** Start TEXT EXTRACT **

It seems like my weather reports are all about rain, and this year has seen more rain fall than any other in memory. The end of this month has seen some huge weather fronts pummeling the Philippines, and we have been getting the tail end of these. Couple this with the last of the Indian monsoons, which are yearly occurrence, and Thailand has been hit with a deluge of rain. My friends in India tell me the monsoons have finished a month early there, and as we always get their monsoons hopefully we are at the end. Certainly as I write this the weather is calming down with lots of blue skies and short showers. So it’s roll on the dry season; we have all had enough of the rain, apart from the fish that is, as they have responded to all the rain and fresh water in the lake making the fishing in Thailand this year the best ever.

The new fly and lure fishing lake is a month behind with stocking, as the lake has had an influx of muddy water. We have had trouble getting turf to settle the banks as the weather has made it impossible for the turf suppliers to cut the turf. Thankfully we managed to talk one supplier into cutting for us, and the lake is surrounded by a nice carpet of grass. This has stopped the dirty water entering the lake and another four weeks will see the water good enough to stock with all our exotic fish who are outgrowing the stock ponds. Hopefully all will go to plan now and the new lake will be open for Christmas. The rules are simple – eight weight and above for fly fishing, and for lure fishing, rubber lures with single hooks – all hooks to be barbless.

** End TEXT EXTRACT **

[INSTRUCTION A] Can you rewrite the stretch of the weather report from "It seems like" through "the best ever.", swapping "monsoons" for "monsoon rains"?

** Start LISTING **

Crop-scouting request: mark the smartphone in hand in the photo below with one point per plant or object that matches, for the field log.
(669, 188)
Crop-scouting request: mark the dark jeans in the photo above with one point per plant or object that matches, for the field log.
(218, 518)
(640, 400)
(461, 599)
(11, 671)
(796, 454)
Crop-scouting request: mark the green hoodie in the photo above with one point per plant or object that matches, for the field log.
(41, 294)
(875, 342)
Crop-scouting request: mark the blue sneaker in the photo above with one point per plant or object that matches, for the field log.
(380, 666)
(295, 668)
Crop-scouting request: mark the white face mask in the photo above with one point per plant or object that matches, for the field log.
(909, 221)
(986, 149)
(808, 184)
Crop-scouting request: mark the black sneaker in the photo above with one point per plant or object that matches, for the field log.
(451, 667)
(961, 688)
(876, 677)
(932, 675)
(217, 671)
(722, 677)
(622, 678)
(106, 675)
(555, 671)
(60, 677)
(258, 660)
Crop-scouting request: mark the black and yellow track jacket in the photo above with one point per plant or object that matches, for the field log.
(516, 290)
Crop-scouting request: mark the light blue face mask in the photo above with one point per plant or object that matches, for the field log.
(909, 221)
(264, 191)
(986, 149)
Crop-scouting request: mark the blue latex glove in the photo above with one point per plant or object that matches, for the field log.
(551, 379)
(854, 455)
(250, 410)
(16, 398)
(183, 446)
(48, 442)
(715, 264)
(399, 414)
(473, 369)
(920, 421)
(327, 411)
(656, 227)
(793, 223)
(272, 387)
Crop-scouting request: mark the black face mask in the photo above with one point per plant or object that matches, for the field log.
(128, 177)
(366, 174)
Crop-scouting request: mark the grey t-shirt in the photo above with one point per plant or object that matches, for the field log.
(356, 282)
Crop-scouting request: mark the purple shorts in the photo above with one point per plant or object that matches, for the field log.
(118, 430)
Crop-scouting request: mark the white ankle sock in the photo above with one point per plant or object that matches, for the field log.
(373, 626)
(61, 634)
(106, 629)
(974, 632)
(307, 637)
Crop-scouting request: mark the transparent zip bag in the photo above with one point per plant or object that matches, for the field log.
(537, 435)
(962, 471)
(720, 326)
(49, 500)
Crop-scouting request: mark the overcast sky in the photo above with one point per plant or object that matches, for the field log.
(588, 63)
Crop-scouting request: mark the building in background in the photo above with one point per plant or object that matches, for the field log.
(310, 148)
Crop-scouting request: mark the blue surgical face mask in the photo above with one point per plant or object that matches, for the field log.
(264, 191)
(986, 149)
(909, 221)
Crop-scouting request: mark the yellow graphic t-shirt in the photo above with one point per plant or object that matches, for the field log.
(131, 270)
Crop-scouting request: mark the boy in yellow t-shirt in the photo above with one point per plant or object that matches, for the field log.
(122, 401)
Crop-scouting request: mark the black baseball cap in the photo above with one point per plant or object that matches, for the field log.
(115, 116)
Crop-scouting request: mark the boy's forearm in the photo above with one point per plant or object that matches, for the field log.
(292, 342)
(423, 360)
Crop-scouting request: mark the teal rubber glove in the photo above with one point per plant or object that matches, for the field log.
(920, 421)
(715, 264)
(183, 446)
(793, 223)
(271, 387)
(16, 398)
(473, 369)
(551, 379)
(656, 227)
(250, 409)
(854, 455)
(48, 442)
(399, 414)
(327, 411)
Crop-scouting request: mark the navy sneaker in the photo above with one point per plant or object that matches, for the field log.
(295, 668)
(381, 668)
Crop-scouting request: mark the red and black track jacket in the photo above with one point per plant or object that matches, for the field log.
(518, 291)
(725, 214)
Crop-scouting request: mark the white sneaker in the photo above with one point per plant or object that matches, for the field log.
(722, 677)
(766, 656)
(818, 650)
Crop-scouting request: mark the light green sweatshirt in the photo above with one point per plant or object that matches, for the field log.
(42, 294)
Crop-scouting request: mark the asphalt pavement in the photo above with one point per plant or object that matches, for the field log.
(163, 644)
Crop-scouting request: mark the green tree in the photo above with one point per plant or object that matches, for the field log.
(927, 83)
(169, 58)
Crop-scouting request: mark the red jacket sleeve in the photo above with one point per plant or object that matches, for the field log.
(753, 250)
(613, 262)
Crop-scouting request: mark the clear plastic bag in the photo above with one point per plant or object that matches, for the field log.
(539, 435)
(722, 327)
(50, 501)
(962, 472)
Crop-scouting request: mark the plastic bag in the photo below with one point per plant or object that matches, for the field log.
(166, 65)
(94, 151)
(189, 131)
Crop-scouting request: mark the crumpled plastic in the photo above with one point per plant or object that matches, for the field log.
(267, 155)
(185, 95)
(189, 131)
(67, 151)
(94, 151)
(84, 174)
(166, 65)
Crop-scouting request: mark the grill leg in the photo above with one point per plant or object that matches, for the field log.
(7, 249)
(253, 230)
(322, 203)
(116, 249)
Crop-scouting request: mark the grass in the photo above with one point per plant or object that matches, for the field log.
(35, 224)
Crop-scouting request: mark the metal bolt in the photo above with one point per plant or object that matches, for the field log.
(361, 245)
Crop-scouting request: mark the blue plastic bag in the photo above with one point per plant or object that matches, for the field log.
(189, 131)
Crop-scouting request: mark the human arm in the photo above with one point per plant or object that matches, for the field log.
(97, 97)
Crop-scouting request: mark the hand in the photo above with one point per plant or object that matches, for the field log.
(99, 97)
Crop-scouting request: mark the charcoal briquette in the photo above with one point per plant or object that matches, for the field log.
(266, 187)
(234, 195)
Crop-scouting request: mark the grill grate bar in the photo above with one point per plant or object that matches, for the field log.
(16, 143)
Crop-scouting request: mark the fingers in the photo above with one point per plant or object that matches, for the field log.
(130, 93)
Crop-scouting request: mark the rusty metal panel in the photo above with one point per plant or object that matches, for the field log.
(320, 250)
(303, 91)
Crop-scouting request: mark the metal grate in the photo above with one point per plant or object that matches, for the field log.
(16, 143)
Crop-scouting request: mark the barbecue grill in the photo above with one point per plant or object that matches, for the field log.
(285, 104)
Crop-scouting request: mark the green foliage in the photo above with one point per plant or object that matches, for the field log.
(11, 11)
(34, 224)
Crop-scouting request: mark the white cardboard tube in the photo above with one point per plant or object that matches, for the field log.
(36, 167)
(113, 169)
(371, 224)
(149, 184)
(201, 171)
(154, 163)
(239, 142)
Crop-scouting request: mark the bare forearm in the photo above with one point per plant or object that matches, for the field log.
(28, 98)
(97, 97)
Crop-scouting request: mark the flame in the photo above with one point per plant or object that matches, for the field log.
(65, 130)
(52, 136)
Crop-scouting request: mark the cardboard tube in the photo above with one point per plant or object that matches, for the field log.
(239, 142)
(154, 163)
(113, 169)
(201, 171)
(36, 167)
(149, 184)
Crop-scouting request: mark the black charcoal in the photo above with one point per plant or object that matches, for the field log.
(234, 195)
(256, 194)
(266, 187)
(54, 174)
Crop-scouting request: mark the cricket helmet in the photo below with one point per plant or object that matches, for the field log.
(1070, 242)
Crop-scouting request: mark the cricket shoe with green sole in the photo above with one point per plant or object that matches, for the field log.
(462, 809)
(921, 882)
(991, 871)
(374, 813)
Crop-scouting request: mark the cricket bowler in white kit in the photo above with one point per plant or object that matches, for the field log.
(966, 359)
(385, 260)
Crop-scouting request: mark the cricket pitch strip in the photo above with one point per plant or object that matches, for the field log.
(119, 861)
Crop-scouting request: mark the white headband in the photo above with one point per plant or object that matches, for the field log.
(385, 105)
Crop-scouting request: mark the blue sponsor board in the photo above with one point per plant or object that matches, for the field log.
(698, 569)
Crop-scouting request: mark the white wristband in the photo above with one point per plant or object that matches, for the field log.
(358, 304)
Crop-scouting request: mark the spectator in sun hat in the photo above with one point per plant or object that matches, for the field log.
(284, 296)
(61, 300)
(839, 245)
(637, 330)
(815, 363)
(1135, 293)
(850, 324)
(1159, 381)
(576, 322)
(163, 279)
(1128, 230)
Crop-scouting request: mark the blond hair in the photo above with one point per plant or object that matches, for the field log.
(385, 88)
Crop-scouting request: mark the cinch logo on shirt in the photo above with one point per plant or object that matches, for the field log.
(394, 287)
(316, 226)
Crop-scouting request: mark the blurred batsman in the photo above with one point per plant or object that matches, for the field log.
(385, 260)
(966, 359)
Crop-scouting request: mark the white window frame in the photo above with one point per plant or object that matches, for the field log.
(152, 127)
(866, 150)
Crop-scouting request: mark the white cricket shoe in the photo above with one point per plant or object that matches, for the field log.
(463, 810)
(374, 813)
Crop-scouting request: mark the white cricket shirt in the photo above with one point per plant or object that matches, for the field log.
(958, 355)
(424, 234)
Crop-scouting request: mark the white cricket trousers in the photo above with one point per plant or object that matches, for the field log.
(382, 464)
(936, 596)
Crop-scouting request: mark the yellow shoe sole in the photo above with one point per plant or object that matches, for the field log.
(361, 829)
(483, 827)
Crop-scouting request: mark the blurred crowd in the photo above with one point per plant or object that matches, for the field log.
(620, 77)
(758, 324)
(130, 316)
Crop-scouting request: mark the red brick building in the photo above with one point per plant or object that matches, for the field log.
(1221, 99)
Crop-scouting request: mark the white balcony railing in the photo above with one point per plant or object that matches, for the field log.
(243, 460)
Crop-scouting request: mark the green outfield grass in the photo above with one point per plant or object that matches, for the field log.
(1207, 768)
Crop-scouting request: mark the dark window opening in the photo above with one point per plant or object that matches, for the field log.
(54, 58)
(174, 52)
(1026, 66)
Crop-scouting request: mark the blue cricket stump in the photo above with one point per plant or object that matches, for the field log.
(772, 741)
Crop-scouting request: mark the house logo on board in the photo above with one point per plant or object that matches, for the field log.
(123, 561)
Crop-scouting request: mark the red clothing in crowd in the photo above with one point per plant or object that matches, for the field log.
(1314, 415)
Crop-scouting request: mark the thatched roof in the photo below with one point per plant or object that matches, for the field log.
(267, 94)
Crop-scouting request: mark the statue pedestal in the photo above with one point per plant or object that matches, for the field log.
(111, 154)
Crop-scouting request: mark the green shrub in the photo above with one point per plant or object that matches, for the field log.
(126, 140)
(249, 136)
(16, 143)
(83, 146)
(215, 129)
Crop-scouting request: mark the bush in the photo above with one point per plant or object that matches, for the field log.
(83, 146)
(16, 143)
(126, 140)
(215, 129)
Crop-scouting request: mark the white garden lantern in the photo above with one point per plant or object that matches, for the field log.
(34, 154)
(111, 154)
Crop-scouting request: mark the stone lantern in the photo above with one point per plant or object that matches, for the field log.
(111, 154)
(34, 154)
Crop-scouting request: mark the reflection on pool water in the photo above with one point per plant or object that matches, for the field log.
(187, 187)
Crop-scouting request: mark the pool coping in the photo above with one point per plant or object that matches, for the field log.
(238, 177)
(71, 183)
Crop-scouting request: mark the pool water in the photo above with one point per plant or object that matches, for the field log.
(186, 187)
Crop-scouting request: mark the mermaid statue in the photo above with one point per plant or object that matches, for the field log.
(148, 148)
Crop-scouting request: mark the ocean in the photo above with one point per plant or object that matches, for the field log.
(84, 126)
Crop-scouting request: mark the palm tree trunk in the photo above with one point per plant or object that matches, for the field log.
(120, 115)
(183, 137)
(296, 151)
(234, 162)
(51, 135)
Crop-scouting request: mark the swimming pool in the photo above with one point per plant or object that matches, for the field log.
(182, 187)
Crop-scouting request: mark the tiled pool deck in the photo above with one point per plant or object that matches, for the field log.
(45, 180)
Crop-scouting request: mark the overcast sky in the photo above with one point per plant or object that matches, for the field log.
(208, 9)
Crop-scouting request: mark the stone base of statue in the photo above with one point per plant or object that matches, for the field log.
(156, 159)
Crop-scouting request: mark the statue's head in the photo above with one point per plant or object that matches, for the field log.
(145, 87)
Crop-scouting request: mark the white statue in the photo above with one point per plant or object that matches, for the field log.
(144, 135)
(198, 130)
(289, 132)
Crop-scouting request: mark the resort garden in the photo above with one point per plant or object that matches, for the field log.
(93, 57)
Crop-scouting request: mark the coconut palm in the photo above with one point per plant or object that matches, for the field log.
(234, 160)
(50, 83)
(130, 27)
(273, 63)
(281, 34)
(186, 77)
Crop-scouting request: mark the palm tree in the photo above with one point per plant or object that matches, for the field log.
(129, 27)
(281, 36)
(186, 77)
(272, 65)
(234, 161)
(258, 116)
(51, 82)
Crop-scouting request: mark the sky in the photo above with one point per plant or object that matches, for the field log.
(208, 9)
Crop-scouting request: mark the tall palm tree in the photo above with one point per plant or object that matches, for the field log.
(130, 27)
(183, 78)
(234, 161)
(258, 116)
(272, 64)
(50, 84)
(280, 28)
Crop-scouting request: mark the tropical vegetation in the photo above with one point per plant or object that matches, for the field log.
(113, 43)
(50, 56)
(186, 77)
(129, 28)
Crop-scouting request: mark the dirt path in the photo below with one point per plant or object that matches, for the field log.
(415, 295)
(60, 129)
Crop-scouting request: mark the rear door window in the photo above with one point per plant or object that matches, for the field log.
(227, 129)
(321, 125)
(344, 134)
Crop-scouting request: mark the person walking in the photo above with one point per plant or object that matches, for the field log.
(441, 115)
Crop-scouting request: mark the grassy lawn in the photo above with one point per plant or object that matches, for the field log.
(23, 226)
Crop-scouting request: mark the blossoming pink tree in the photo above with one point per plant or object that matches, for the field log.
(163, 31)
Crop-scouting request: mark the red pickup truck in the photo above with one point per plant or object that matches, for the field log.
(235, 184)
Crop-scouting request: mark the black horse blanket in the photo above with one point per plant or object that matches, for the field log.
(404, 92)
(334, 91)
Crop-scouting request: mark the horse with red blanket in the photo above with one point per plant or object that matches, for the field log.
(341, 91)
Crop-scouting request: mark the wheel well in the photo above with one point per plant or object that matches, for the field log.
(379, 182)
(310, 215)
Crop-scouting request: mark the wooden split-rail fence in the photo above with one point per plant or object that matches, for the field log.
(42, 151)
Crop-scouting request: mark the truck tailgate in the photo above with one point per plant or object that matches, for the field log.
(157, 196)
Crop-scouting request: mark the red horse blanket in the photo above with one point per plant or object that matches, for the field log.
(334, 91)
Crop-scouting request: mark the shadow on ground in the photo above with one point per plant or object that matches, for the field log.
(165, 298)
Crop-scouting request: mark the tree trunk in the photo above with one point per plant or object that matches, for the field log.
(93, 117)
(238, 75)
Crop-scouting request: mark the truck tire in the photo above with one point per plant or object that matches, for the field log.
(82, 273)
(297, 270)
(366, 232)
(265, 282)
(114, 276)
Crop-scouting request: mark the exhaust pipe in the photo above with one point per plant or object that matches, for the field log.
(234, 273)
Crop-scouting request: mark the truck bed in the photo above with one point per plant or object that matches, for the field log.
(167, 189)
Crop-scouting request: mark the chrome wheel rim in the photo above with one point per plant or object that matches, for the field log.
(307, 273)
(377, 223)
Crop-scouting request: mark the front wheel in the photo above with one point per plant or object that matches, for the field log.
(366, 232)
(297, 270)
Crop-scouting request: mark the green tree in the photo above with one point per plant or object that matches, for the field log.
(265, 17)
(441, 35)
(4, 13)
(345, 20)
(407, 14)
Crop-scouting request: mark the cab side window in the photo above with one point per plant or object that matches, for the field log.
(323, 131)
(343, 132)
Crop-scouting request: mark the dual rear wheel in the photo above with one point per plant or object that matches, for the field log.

** End LISTING **

[INSTRUCTION B] How many lines of the records contain the string "forearm", with case counting? Give only the number.

[TASK SOLUTION A]
It seems like my weather reports are all about rain, and this year has seen more rain fall than any other in memory. The end of this month has seen some huge weather fronts pummeling the Philippines, and we have been getting the tail end of these. Couple this with the last of the Indian monsoon rains, which are yearly occurrence, and Thailand has been hit with a deluge of rain. My friends in India tell me the monsoon rains have finished a month early there, and as we always get their monsoon rains hopefully we are at the end. Certainly as I write this the weather is calming down with lots of blue skies and short showers. So it’s roll on the dry season; we have all had enough of the rain, apart from the fish that is, as they have responded to all the rain and fresh water in the lake making the fishing in Thailand this year the best ever.

[TASK SOLUTION B] 2